Given task a: Please gather every line of the entries that follow that contains the string "cleared".

Given text:
= = =

Btw, it never prudent to use cout directly within a multi-threaded application. It is not thread safe, and thus cannot be guaranteed to run to completion.

aks44
November 24th, 2007, 08:27 PM
Can you explain how you feel this is "clearly" an example where a race condition would cause a problem?
In this case, the object is constructed the first time it is used, after the program is started. If it may be used by several threads at once, there is no guarantee (as far as the standard goes) that the object can be correctly constructed under race conditions. I know that g++ by default ensures thread-safe construction of static variables (which can be disabled with -fno-threadsafe-statics), but again this is not C++ but a vendor-specific feature one should not rely on if the program has to be even remotely portable.



void getInstance()
{
static Foo bar;
// do stuff
}

In single-threaded context, calling getInstance() internally does something like:
- check if bar is constructed
- if not constructed, construct it
- do stuff

But if getInstance() gets called by several threads "at the same time", a race condition can happen between steps 1 & 2, and the static object would probably get corrupted by multiple concurrent constructions.

The only way to make that code truly thread safe is to ensure (ie. by calling getInstance() once) that the static object is fully constructed *before* starting multiple threads that may call getInstance().

= = =

Provided records:
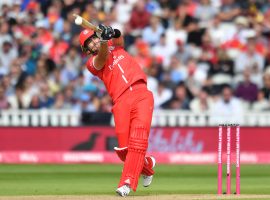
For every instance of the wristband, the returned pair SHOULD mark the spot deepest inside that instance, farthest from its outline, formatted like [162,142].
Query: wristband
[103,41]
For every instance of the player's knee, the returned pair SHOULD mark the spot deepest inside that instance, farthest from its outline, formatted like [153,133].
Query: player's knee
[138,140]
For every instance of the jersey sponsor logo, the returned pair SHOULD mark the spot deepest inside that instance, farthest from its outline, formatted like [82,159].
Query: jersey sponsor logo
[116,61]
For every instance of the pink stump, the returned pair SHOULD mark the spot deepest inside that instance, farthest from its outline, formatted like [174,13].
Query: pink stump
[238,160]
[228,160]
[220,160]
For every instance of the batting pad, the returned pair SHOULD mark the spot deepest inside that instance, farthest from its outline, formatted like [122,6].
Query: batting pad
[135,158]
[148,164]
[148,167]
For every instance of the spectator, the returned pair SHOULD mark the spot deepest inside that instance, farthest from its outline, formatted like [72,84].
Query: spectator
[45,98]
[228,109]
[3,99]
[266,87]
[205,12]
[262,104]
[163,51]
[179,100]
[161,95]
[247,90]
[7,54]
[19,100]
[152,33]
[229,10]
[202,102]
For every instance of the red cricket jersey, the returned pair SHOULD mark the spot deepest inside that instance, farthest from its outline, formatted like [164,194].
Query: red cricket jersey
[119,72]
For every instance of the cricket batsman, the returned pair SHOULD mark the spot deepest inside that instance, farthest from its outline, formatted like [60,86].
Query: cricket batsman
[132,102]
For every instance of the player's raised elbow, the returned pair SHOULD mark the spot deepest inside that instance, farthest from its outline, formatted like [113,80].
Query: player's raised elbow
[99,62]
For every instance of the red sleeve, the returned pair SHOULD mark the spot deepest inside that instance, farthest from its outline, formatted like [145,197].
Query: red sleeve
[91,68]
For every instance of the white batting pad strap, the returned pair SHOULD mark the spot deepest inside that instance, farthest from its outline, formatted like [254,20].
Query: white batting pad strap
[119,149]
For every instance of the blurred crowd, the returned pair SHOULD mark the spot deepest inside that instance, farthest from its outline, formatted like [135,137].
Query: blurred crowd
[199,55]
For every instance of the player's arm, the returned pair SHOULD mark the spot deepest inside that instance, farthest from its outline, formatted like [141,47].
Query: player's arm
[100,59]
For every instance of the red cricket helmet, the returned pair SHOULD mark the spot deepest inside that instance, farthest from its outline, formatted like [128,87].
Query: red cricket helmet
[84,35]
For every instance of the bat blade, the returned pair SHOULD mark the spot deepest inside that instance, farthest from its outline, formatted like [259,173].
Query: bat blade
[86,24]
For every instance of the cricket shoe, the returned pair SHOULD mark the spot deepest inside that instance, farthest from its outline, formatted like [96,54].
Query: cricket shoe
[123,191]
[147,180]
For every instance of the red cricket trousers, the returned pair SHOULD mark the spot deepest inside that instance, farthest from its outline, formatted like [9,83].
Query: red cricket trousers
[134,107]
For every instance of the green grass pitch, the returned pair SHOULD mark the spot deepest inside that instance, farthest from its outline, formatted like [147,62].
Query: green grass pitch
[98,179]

= = =

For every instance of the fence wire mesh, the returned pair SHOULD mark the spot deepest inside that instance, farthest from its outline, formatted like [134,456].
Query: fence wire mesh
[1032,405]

= = =

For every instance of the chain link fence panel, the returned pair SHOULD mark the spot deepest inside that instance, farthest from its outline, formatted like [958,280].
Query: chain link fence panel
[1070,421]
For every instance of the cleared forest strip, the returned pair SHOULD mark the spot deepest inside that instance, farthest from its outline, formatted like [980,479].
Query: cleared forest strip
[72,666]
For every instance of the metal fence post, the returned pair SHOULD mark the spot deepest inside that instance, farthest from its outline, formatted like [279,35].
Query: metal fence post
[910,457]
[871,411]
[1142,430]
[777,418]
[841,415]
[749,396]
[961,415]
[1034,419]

= = =

Given task b: Translate this sentence from the C++ thread-safety thread into Spanish: "In this case, the object is constructed the first time it is used, after the program is started."

Answer a:
For every instance of the cleared forest strip, the returned pair SHOULD mark the spot deepest inside that instance, farthest from its outline, formatted like [980,479].
Query: cleared forest strip

Answer b: En este caso, el objeto se construye la primera vez que se usa, después de que se inicia el programa.